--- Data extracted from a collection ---
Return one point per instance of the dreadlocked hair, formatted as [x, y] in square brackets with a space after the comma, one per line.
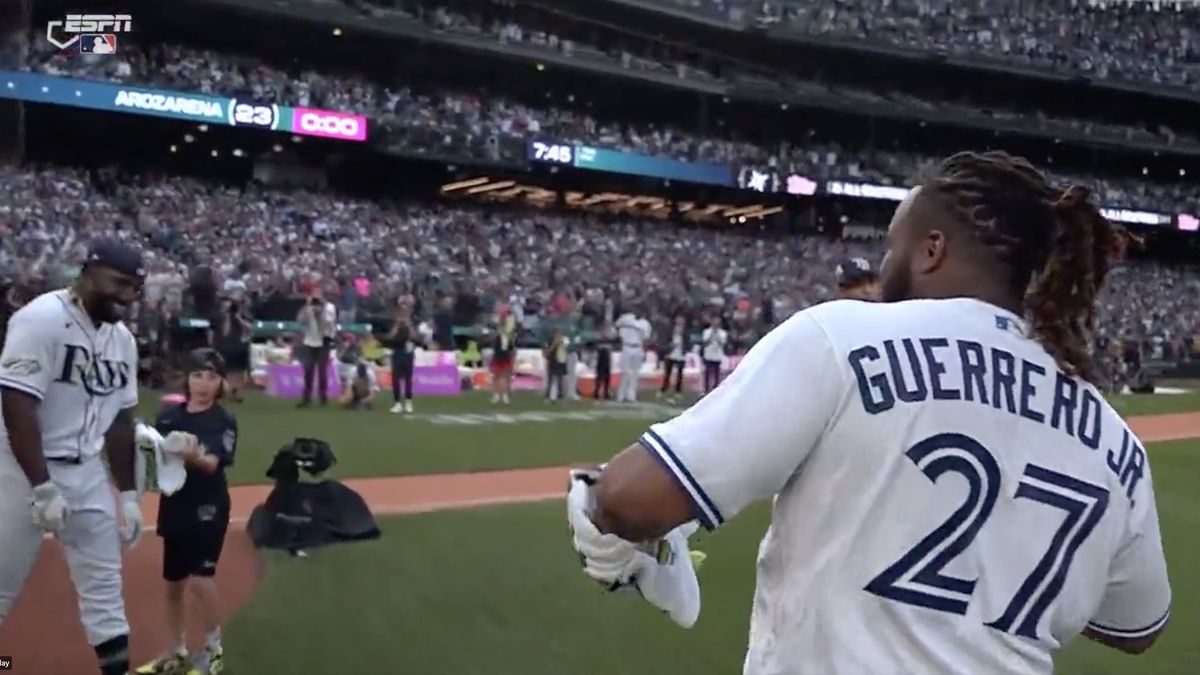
[1055, 245]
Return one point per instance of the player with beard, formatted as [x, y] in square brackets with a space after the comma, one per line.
[67, 392]
[952, 494]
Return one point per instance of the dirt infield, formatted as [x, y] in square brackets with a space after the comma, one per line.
[46, 609]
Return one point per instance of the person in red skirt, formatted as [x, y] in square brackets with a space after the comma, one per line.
[503, 357]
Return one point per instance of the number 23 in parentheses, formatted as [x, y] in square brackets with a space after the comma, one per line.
[917, 578]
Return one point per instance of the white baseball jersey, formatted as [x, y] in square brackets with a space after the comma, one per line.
[83, 375]
[634, 332]
[947, 501]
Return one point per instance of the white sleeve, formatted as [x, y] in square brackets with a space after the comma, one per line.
[1138, 598]
[742, 442]
[130, 392]
[27, 363]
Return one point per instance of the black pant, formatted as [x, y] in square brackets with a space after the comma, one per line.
[604, 375]
[669, 366]
[315, 362]
[401, 378]
[712, 375]
[195, 551]
[556, 378]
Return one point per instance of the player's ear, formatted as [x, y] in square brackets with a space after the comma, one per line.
[931, 254]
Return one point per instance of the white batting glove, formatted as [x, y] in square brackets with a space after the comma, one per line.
[147, 437]
[131, 518]
[49, 509]
[661, 572]
[178, 443]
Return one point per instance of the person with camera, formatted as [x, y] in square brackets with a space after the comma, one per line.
[555, 352]
[234, 330]
[402, 340]
[604, 346]
[357, 375]
[192, 521]
[318, 322]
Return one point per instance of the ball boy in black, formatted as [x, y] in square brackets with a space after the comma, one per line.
[192, 521]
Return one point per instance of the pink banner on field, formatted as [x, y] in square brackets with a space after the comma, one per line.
[286, 381]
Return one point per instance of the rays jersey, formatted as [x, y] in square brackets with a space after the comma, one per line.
[633, 332]
[946, 500]
[83, 375]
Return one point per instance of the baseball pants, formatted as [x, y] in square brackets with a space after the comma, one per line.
[571, 382]
[90, 542]
[630, 368]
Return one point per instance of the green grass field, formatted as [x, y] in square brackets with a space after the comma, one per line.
[498, 590]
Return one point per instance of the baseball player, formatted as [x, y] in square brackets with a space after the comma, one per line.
[952, 493]
[857, 280]
[67, 390]
[633, 332]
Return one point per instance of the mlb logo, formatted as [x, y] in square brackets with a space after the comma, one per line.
[97, 43]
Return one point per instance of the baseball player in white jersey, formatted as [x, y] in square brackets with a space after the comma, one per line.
[633, 332]
[67, 390]
[952, 495]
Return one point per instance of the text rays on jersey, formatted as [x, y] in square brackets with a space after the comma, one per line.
[916, 370]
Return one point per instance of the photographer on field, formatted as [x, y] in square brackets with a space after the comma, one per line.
[318, 323]
[232, 333]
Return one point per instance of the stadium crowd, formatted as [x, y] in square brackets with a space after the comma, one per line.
[540, 263]
[1145, 43]
[459, 121]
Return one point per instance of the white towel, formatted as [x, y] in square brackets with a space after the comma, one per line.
[169, 470]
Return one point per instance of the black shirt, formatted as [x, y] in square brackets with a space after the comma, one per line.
[402, 344]
[204, 496]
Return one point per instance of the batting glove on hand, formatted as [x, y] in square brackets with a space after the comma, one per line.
[49, 508]
[661, 572]
[131, 518]
[147, 437]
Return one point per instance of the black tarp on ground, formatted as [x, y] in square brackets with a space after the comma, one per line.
[303, 515]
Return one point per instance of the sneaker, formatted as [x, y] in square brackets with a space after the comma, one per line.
[168, 664]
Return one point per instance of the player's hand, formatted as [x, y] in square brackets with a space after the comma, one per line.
[661, 572]
[131, 518]
[49, 509]
[606, 559]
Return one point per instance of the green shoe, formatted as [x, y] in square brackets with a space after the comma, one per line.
[174, 663]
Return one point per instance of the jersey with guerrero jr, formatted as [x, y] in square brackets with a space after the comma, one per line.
[83, 375]
[947, 500]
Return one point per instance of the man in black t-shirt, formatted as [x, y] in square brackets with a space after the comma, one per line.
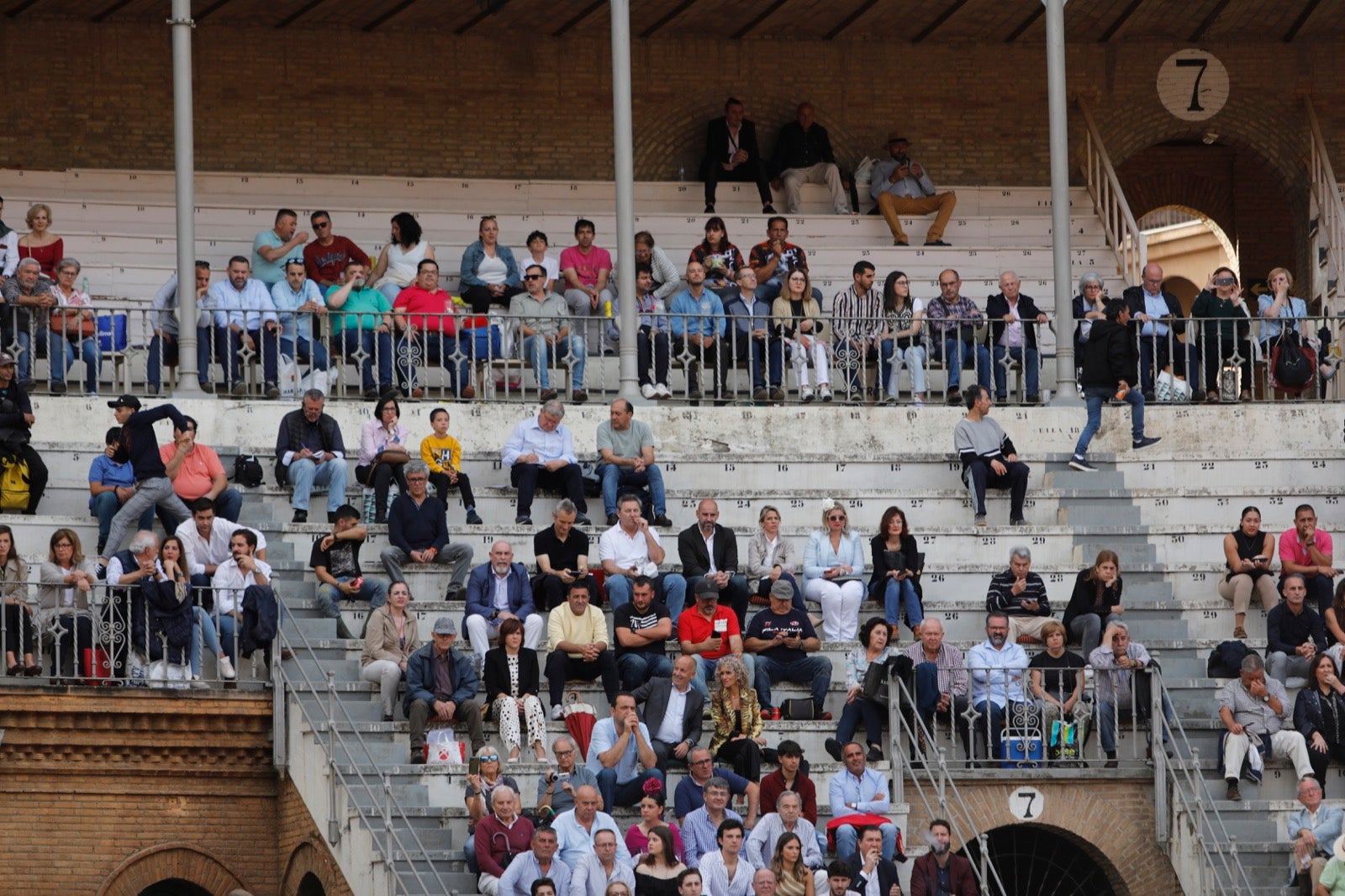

--- DIRECTION ---
Return every line of the records above verbatim, leaving out the pictures.

--- RESULT OF THIS TASK ---
Return one point per instance of the dreadlocked hair, formatted as [x, y] in square brackets with a space after the comma, one per line.
[1055, 245]
Return one point per instance of the player with beard, formatted as [x, y] in square brackets with a space after the comma, one per line.
[67, 392]
[952, 494]
Return one point per instance of the dirt infield, formatted as [x, y] in square brackets with a space after the comma, one per line.
[46, 609]
Return one point per instance of the person in red skirt, formatted as [x, y] in square brackets with a space after the comma, one per line.
[503, 357]
Return one point per instance of the number 23 in parentheses, formatted as [x, y] in square brackets with a space after the comma, one per line.
[917, 578]
Return one point per instance of the white baseball jersey, formatted as [x, y] in square brackets with a space after the comma, one per line.
[83, 375]
[634, 332]
[947, 501]
Return one point per instance of the white sleeve, formatted as [x, y] in square brackets with a space after the comma, one per line.
[1138, 598]
[742, 442]
[130, 392]
[27, 363]
Return one point per instance of the black pant, formatted as [x, y] in square brackets with a space after the comma, one per line.
[604, 375]
[669, 366]
[315, 362]
[401, 378]
[712, 375]
[195, 551]
[556, 378]
Return one point per instance of the player's ear, formatted as [x, y] in square brackets with a space after the comma, one per line.
[931, 254]
Return one point per instance of the white batting glove, formatted as [x, y] in square brackets with a space after the comma, one per line.
[147, 437]
[131, 518]
[49, 509]
[661, 572]
[178, 443]
Return one point per instance of the person with camera, formatted as [x, y] in square brackets with a space after the comma, one per line.
[555, 352]
[234, 330]
[402, 340]
[604, 346]
[357, 375]
[192, 521]
[318, 322]
Return one point per instance of the ball boy in black, formatted as [x, y] in square brackets with a space after the comma, one per line.
[192, 521]
Return one point per instance of the pink banner on field, formatted as [x, y] in square brackets with a space after the comma, one per line.
[286, 381]
Return one point per instance of the rays jersey, formatted as [x, y] in square brackets with a space after the comma, one per line.
[633, 332]
[946, 500]
[83, 375]
Return one point per instance of the baseball pants, formatted as [x, y] in square brackets with a space after the comma, one per line.
[571, 382]
[90, 542]
[630, 368]
Return one point per instance of the green grass field, formatted as [x, y] in square brackets with a space after the comma, one per line.
[498, 590]
Return one point per instance of the baseball player, formatted as [x, y] in square brackets with a space after the comma, one per line.
[952, 493]
[857, 280]
[67, 390]
[633, 332]
Return one point per instance of the mlb logo, formatted as [x, y] in square brackets with a space after the comma, one per line.
[97, 43]
Return one point per instance of the baseball player in white jersey, formatted as [x, y] in square brackets with a space after the comma, one per line.
[633, 332]
[67, 390]
[952, 495]
Return one point per instance of the text rays on jersey, formatted as [x, y] in square brackets with a space after the comma, one per line.
[916, 370]
Return one point per instance of the photographer on field, formatted as [x, y] in square brackets with a space after the comma, one per line.
[318, 323]
[232, 333]
Return one point per instance of the stadium crowd, formatted as [x, y] in square brackets with a space after the comma, one per line.
[540, 263]
[1145, 43]
[459, 121]
Return one point per instance of the white towel, formatted as [x, y] in square brackets with a space after the comma, one per line.
[169, 470]
Return one point per instance of the black shirt, formatted as [x, y] in square brackets with a space after the comma, one per line.
[402, 344]
[204, 496]
Return one point per instance of the batting glove on hand, formatted as [x, y] in square brackets with a space after the comma, one per line.
[49, 508]
[661, 572]
[131, 518]
[147, 437]
Return one point per instance of the black tarp on ground, formatted as [x, y] in square brackets with a space after the comma, one per line.
[303, 515]
Return one point per instance of the sneaker, formatted as [x, y] in square brackets with a space after the comma, one per line.
[168, 664]
Return one point per instance of the player's hand, formatted as [x, y] in square brackets with a space after the comma, one per line.
[661, 572]
[131, 518]
[49, 509]
[606, 559]
Return one point per instance of the green shoe, formatted as [x, y] in square brackets with a space after the comma, one per line.
[174, 663]
Return one point per instance of the jersey with guerrero jr, formatted as [x, y] in square brackets with a space after the comma, one per line.
[83, 375]
[947, 500]
Return one point per instance of the man in black t-shirt, formatted as [x, y] in square brackets with a space after the comma, one per line.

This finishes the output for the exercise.